Selection ▸
"There is no way to value and recompense the time and effort that consumers spent in reconstituting their bill-paying arrangements or talking to bank representatives to explain what charges were fraudulent. Those are the ordinary frustrations and inconveniences that everyone confronts in daily life with or without fraud or negligence.
The class-action-lawsuit-wannabe stems from last year's data breach at the grocery chain, which exposed 4.2 million credit and debit cards and led to 1,800 reported cases of fraud. Similar to rulings from cases fellow data-breach retail victim TJX, Hornby said he couldn't allow almost any of the defendants to continue with the case because the consumers hadn't suffered out-of-pocket financial losses.
In an ironic sense, this all stems from the card brands' zero liability programs. Those programs guarantee that consumers will have all fraud losses wiped clean. (The one defendant who can continue is a consumer whose fraud loss costs—for reasons unknown—were not covered by her bank.) It's ironic because the programs to created to make consumers feel safer about their payment security. Today, that program is preventing consumers from successfully suing retailers that mishandle their data, which in turn makes it more difficult for retailers to justify spending more than the minimum on data security. Oh, what a tangled Web we weave when we batch download to receive. (Sorry.)
In his decision (full text copy available), Hornby rejected all but one of the claims brought by 21 plaintiffs against the Maine-based operator of more than 200 stores in New England, New York and Florida.
Hornby seemed to empathize with consumers who are increasingly anxious about criminals getting hold of their private financial data. "Recurrent reports about breaches of electronic data systems—of governmental agencies, the nation's utility grid, merchants or other institutions—have generated increased apprehension, as consumers learn that the convenient card-based alternatives to cash turn out to have their own risks," Hornby wrote. "This is not the first lawsuit over who bears the risk of electronic data theft, and it certainly will not be the last."
However, the judge refused to offer an opinion as to whether the Maine Legislature or Congress needs to pass laws providing for increased consumer protection. "Such a decision involves complex arguments regarding the adequacy of current consumer protection, efficient risk allocation, the economics of doing business, and the efficacy of lawsuits as a way to resolve such issues," Hornby wrote in his 39-page decision. "Nor do I determine whether the Maine Law Court should develop Maine common law to address these issues differently. I merely conclude that under current Maine law, consumers whose payment data are stolen can recover against the merchant only if the merchant's negligence caused a direct loss to the consumer's account."

Excerpts of pointing data
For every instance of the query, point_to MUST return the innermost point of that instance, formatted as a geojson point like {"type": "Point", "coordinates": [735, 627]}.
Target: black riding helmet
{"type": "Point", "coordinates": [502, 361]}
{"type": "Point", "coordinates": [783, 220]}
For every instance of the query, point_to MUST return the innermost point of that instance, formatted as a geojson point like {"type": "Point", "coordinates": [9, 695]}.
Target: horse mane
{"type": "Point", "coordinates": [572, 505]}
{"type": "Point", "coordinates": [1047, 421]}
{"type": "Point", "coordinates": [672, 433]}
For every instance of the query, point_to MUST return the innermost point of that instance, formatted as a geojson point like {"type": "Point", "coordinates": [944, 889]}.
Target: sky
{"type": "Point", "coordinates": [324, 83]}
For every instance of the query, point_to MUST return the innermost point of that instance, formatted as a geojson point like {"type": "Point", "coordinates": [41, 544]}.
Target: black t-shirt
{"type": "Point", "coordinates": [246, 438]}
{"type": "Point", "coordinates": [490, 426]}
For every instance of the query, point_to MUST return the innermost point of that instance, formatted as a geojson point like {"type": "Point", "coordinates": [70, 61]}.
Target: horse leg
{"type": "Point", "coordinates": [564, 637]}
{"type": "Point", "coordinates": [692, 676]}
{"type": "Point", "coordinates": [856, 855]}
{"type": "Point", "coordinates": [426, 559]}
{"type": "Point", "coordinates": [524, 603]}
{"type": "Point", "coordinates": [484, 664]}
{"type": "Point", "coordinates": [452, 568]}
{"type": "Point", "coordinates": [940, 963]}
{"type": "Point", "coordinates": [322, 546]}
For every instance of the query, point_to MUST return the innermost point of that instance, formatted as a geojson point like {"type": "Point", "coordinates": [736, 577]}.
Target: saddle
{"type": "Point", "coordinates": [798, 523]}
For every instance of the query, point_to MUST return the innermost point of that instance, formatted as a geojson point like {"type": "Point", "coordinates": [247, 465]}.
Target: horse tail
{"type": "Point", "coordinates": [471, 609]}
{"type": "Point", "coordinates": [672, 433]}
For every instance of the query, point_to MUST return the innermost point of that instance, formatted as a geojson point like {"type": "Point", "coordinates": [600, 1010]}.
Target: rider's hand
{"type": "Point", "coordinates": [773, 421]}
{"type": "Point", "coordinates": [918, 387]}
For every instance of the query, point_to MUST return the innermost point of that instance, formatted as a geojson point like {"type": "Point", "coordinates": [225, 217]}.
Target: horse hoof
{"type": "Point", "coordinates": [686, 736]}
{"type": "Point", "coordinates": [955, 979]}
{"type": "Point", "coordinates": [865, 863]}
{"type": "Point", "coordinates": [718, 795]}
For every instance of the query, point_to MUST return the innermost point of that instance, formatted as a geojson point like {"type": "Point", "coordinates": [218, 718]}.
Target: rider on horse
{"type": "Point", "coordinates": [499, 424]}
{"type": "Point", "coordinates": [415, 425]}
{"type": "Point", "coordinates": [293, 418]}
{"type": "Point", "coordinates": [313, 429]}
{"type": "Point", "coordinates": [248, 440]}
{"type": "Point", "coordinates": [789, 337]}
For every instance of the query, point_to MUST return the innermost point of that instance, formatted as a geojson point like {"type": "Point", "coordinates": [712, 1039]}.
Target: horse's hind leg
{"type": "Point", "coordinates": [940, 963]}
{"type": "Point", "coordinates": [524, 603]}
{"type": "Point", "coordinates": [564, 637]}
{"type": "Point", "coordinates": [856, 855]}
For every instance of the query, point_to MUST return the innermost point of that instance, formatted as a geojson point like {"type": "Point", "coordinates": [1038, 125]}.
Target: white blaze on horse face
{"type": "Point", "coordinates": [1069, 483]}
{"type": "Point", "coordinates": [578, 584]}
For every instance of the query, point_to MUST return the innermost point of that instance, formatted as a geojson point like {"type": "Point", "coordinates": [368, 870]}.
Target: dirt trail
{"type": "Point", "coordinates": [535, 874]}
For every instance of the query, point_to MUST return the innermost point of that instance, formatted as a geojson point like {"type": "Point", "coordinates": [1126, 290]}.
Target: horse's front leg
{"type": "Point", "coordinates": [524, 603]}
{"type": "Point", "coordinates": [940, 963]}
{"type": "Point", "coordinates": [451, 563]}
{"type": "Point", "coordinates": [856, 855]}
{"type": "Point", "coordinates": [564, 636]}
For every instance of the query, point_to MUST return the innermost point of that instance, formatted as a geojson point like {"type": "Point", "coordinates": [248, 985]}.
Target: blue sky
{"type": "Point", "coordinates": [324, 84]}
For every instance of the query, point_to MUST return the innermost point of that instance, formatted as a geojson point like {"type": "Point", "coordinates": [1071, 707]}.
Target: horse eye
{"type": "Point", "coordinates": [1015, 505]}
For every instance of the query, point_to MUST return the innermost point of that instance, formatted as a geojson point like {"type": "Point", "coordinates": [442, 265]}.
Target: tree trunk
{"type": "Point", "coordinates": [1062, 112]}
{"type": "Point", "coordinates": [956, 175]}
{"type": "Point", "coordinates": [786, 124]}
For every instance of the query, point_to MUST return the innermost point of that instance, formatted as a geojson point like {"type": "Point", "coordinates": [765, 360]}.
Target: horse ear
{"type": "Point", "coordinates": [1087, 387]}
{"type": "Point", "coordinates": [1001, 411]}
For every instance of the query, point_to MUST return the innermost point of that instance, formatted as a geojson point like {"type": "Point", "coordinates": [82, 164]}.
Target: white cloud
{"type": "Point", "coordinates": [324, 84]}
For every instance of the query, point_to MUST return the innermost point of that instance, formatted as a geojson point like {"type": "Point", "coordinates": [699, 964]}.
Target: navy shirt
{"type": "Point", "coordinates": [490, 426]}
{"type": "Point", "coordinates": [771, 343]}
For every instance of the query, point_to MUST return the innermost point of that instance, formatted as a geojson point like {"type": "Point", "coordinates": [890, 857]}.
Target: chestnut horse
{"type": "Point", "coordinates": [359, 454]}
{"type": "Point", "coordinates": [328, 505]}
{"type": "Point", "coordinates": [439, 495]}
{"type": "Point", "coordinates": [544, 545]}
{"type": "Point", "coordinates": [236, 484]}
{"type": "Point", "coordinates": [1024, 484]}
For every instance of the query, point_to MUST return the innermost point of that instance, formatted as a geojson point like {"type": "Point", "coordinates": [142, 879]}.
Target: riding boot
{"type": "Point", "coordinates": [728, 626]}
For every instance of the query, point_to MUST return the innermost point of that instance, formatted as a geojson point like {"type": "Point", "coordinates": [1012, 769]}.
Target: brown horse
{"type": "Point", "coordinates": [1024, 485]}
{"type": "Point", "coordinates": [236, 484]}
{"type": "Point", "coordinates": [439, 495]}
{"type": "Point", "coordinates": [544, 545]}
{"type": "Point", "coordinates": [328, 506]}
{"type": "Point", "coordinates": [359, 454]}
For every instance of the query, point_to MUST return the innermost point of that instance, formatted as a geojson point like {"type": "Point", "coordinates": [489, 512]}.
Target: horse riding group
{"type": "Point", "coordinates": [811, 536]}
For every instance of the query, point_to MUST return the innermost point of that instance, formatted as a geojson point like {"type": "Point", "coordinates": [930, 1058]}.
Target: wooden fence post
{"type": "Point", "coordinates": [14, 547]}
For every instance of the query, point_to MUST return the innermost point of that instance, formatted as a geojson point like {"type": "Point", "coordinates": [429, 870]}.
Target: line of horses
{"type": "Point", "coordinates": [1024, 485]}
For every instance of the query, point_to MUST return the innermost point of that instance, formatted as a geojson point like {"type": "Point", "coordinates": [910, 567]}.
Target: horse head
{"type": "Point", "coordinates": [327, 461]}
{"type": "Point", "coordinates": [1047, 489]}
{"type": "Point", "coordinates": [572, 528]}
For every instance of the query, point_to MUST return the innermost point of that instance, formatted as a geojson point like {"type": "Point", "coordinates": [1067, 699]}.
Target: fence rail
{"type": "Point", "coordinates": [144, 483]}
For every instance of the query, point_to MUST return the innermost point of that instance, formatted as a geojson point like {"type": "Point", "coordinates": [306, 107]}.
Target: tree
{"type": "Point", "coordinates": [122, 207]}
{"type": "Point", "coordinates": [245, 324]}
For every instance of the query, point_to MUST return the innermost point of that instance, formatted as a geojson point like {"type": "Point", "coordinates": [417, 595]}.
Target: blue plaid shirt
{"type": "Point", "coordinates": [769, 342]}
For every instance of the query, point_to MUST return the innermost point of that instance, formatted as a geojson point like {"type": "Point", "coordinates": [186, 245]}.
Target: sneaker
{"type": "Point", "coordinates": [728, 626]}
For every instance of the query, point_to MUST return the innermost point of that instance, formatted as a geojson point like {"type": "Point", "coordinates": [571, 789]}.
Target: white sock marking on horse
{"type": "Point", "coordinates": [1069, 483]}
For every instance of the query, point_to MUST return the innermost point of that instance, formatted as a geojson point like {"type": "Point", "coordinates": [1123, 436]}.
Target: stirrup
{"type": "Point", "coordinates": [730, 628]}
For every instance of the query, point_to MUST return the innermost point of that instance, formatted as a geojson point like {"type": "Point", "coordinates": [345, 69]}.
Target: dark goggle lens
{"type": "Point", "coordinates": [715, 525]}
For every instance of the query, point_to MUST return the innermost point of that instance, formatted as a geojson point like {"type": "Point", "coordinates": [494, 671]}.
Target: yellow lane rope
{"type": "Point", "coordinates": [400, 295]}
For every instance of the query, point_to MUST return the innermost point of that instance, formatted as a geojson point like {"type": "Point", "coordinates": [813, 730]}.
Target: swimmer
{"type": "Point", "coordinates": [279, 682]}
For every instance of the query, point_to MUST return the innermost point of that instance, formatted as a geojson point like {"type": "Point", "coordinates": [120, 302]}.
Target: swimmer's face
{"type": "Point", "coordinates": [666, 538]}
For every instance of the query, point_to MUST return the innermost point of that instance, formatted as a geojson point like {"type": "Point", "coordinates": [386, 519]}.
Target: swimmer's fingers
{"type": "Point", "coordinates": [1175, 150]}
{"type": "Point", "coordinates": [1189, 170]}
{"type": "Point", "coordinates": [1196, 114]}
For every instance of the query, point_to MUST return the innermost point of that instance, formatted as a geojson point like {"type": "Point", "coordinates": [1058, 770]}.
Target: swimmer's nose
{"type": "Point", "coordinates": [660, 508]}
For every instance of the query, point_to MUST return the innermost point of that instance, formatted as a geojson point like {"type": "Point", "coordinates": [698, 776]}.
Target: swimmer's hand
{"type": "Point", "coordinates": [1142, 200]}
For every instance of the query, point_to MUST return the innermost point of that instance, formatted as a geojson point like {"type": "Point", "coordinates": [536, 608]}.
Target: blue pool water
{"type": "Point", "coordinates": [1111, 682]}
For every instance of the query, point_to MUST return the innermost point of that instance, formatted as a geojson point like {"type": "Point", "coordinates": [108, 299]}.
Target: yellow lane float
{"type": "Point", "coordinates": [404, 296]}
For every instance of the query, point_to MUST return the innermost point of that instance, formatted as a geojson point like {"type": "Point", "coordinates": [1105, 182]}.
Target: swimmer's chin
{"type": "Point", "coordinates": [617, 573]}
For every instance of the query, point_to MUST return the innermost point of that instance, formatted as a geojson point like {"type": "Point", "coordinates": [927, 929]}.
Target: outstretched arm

Exercise requirements ▸
**a)** The article about the grocery chain data-breach ruling quotes Hornby on a decision about new consumer protection laws. List the arguments he says such a decision involves.
**b)** Continue the article about the grocery chain data-breach ruling from where it stops.

Per-task answers ▸
**a)**
- The adequacy of current consumer protection
- Efficient risk allocation
- The economics of doing business
- The efficacy of lawsuits as a way to resolve such issues

**b)**
The plaintiffs argued they were owed money beyond the funds lost when Hannaford's payment system was breached between Dec. 7, 2007 and March 10, 2008. Hackers stole private debit card and credit card information, "including debit card and credit card numbers, expiration dates, security codes, PIN numbers and other information," and used the data to make about fraudulent charges on victims' cards, according to the lawsuit. The plaintiffs sought money from Hannaford as compensation for emotional distress, lost rewards points, time spent dealing with the situation and other hassles.
But Hornby said there was no legal basis for those requests. "Maine law requires that there be a way to attach a monetary value to a claimed loss. These fail that requirement. The same is true for a consumer's temporary lack of access to funds or credit, the annoyance of a canceled hotel reservation, and the embarrassment or annoyance of obtaining a family loan."The judge acknowledged there will be people, not only the plaintiffs, who believe he needed to be more pro-active and break new legal ground by forcing the retailer to add to the compensated customers' compensation. "For those wanting a definitive answer to this question of who should bear the risk of data theft in electronic payment systems, my ruling will be unsatisfactory," the judge wrote. "In this case, the answer depends wholly on state law, and the state law is still undeveloped. My role as a federal judge is simply to apply state law, not extend it, retract it, or modify it through broad strokes so as to accommodate the complex financial arrangements and risks that the parties portray."
However, he essentially said it makes no sense to seek compensation for losses that have been reimbursed. "My answer to the liability question between customer and grocer is this: Under Maine law as I understand it, when a merchant is negligent in handling a customer's electronic payment data and that negligence causes an unreimbursed fraudulent charge or debit against a customer's account, the merchant is liable for that loss," Hornby wrote, noting that those cases might also come under the jurisdiction of Maine's Unfair Trade Practices Act.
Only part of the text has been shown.